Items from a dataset
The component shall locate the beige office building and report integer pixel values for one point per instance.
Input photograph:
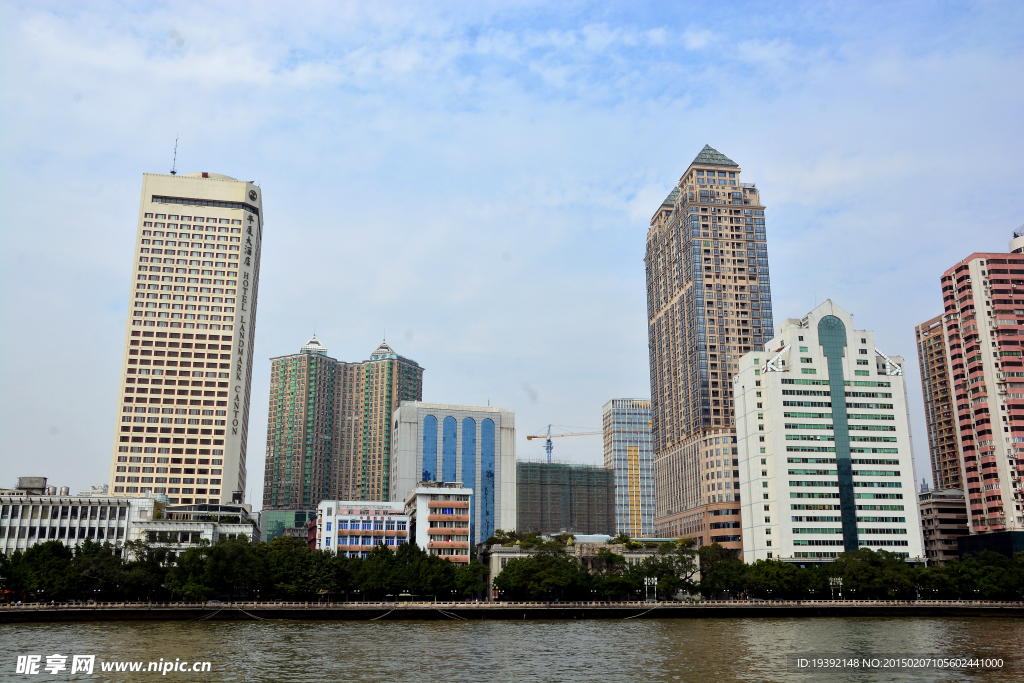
(709, 301)
(183, 397)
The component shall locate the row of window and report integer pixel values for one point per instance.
(62, 512)
(193, 219)
(61, 532)
(184, 236)
(368, 525)
(367, 541)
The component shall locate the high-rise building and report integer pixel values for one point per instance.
(439, 519)
(984, 308)
(825, 458)
(939, 414)
(471, 444)
(709, 301)
(329, 431)
(183, 407)
(943, 520)
(555, 498)
(628, 452)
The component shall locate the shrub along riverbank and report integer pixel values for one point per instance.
(287, 569)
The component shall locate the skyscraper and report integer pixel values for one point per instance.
(329, 433)
(939, 414)
(984, 311)
(825, 460)
(628, 452)
(183, 409)
(709, 301)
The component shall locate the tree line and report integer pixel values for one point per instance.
(714, 571)
(287, 569)
(284, 569)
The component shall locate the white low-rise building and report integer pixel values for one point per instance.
(355, 527)
(33, 515)
(179, 526)
(439, 518)
(825, 456)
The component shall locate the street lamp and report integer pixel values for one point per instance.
(649, 582)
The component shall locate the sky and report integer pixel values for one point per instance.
(475, 180)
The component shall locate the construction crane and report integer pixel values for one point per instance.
(549, 436)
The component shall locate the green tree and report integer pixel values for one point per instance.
(471, 580)
(721, 571)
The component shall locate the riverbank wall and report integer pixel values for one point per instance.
(376, 611)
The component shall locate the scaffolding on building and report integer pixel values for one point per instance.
(564, 498)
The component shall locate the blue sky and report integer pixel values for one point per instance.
(477, 179)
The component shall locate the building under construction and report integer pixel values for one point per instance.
(553, 498)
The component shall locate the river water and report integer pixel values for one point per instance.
(592, 651)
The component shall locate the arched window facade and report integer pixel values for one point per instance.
(486, 492)
(469, 467)
(429, 449)
(449, 441)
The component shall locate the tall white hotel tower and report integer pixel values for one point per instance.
(183, 404)
(825, 457)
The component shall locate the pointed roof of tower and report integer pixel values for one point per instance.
(713, 157)
(671, 199)
(313, 346)
(383, 351)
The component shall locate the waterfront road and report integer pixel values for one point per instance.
(361, 611)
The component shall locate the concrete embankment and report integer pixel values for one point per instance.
(365, 611)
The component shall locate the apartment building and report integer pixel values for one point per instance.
(440, 518)
(983, 296)
(329, 434)
(943, 451)
(709, 302)
(943, 520)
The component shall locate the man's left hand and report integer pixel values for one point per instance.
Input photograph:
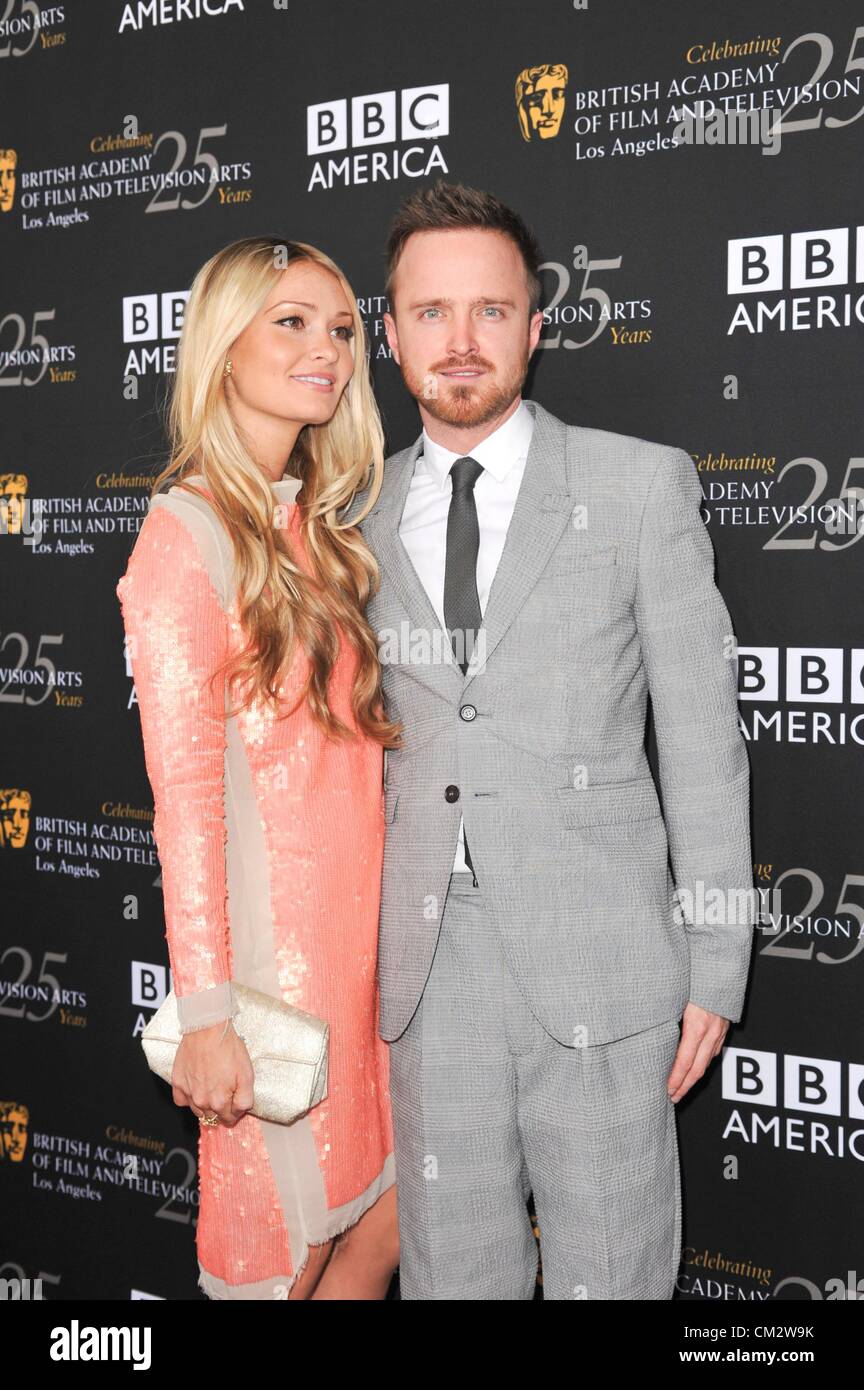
(702, 1037)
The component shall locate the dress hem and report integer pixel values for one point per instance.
(339, 1219)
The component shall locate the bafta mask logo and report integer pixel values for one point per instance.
(14, 1119)
(13, 489)
(539, 100)
(14, 818)
(9, 161)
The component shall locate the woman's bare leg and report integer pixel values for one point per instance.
(306, 1282)
(366, 1255)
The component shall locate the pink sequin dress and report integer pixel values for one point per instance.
(270, 838)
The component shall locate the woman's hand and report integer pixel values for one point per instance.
(213, 1073)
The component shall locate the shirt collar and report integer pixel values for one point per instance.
(499, 452)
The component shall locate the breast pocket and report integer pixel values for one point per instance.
(586, 578)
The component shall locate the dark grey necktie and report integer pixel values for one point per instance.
(463, 615)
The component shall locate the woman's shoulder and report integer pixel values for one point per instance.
(195, 528)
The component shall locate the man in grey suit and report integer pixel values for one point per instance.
(539, 580)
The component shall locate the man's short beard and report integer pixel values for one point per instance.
(467, 406)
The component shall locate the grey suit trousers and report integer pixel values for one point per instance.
(488, 1107)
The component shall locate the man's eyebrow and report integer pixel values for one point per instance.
(441, 299)
(342, 313)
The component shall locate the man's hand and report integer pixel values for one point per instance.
(702, 1036)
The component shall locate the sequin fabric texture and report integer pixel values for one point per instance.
(270, 837)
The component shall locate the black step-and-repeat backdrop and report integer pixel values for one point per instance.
(693, 177)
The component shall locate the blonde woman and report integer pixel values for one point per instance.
(263, 724)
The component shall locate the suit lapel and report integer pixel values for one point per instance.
(541, 513)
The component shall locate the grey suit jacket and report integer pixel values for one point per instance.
(603, 594)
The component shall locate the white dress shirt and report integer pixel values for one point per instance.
(424, 520)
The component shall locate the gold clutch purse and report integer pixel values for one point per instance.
(288, 1050)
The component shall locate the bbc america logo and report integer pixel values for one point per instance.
(378, 118)
(810, 267)
(811, 674)
(813, 1084)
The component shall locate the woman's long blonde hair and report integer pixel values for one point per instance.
(278, 602)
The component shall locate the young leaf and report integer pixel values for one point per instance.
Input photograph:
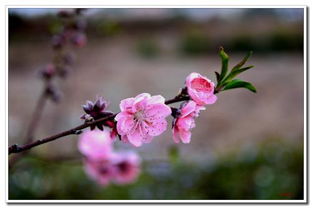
(236, 72)
(242, 62)
(237, 83)
(225, 62)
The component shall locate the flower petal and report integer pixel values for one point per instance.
(157, 111)
(125, 125)
(185, 136)
(135, 138)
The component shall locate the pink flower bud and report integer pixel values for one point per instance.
(183, 124)
(96, 144)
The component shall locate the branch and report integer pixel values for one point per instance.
(76, 130)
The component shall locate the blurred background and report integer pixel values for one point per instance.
(246, 146)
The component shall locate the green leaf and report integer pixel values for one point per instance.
(237, 83)
(242, 62)
(237, 72)
(225, 62)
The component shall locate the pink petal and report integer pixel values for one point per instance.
(135, 138)
(185, 136)
(188, 108)
(157, 128)
(140, 102)
(156, 99)
(126, 104)
(122, 115)
(157, 111)
(186, 123)
(95, 144)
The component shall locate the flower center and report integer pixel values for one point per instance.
(201, 85)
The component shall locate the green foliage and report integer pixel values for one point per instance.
(271, 170)
(226, 80)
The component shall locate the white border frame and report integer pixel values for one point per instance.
(286, 201)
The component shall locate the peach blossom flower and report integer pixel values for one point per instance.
(200, 89)
(127, 167)
(99, 170)
(185, 121)
(141, 118)
(95, 144)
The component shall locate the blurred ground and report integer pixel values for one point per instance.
(125, 59)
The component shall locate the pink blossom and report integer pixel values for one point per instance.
(95, 144)
(185, 121)
(99, 170)
(127, 167)
(141, 118)
(200, 89)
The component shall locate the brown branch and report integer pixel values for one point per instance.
(76, 130)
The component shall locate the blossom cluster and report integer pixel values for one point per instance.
(103, 164)
(143, 117)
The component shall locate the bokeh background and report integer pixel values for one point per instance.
(246, 146)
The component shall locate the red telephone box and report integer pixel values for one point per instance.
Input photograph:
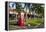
(21, 19)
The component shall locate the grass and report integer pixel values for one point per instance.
(33, 21)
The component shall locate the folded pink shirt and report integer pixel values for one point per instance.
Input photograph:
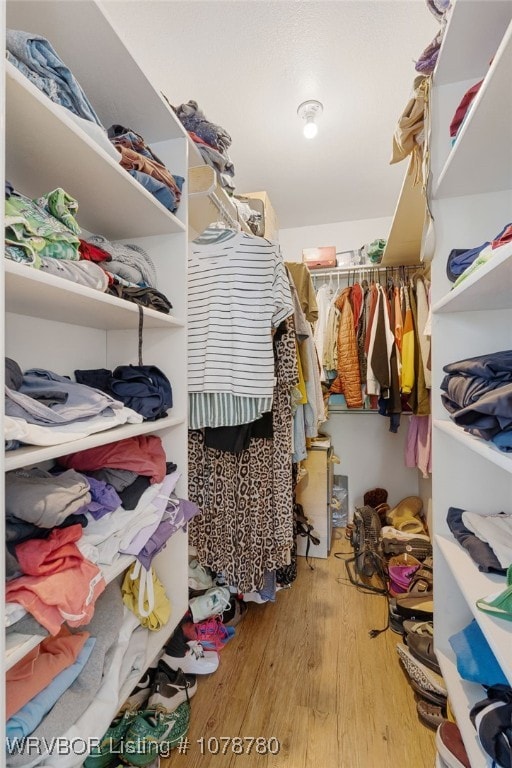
(58, 584)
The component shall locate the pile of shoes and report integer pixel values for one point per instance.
(156, 715)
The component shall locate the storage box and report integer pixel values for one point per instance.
(271, 224)
(319, 258)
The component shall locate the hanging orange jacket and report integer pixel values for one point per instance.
(348, 380)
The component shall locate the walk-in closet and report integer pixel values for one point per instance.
(257, 293)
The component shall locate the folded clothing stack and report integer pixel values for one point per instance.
(142, 163)
(477, 392)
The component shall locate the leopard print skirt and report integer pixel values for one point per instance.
(246, 523)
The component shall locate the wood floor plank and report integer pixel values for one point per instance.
(305, 671)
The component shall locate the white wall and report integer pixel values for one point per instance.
(345, 235)
(370, 455)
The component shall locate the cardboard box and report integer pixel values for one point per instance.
(319, 258)
(271, 224)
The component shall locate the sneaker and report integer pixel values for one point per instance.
(192, 659)
(106, 754)
(140, 694)
(235, 613)
(212, 603)
(171, 688)
(425, 677)
(198, 577)
(212, 634)
(153, 733)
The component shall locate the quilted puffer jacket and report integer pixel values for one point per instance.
(348, 380)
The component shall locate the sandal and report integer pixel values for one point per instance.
(404, 516)
(431, 715)
(424, 676)
(423, 580)
(422, 648)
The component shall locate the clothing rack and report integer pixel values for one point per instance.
(372, 272)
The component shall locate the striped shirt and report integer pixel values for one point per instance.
(238, 291)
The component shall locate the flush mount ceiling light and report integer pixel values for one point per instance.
(309, 111)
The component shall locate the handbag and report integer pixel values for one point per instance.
(144, 388)
(146, 297)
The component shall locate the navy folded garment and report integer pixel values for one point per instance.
(475, 659)
(459, 260)
(478, 550)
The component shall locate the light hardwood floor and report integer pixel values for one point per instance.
(304, 670)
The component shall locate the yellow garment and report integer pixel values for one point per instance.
(408, 342)
(301, 386)
(144, 594)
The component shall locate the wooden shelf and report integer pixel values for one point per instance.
(472, 36)
(207, 201)
(37, 294)
(483, 448)
(481, 158)
(41, 135)
(122, 94)
(489, 287)
(475, 584)
(32, 454)
(403, 245)
(463, 696)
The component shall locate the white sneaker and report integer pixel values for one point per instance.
(198, 577)
(212, 603)
(195, 660)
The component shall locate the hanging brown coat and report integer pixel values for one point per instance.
(348, 380)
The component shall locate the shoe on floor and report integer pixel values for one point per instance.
(171, 688)
(104, 755)
(422, 648)
(211, 633)
(140, 694)
(434, 698)
(152, 730)
(418, 627)
(198, 577)
(424, 676)
(212, 603)
(190, 657)
(235, 613)
(451, 747)
(431, 715)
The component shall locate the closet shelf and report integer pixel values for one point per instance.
(481, 159)
(84, 38)
(489, 287)
(207, 201)
(37, 294)
(471, 39)
(482, 447)
(403, 245)
(41, 135)
(27, 642)
(462, 697)
(475, 584)
(34, 454)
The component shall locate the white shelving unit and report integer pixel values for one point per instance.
(55, 324)
(472, 201)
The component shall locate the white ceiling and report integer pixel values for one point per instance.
(250, 63)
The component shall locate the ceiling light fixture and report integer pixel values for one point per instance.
(309, 111)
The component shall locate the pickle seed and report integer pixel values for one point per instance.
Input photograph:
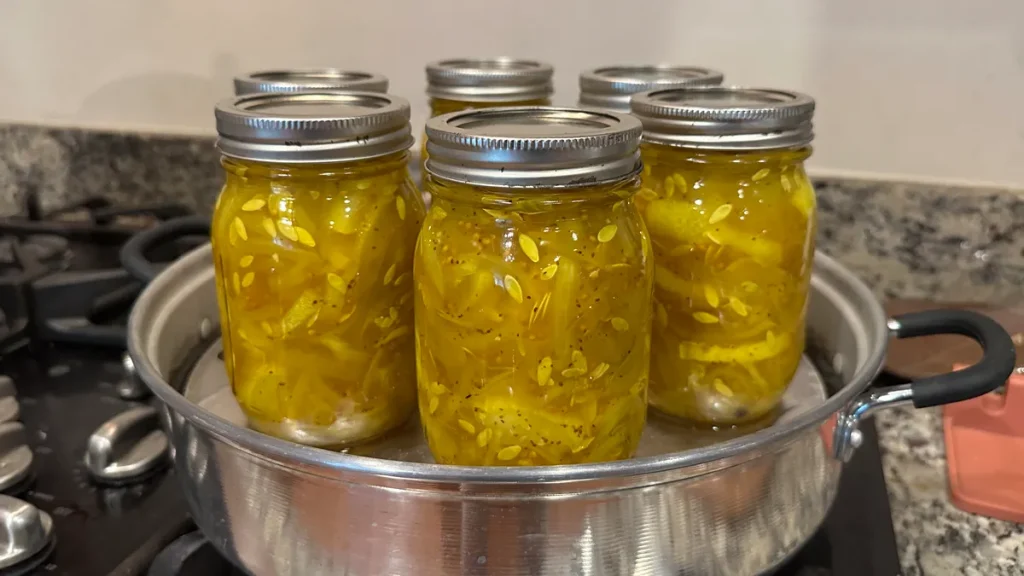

Exercise
Please lay out the lines from the one containing "The component shall locate the ceiling" through the end of the records, both ends included, as a Markdown table with columns named Row and Line Text, omitting blank lines. Leave the pictures out of the answer.

Task result
| Row | Line Text |
|---|---|
| 1 | The component shall locate the ceiling light fixture and report integer pixel values for one point per instance. |
| 2 | (309, 111) |
| 3 | The component shall locate the pickle seed and report integer pixel values for one point per instance. |
| 4 | Input photograph: |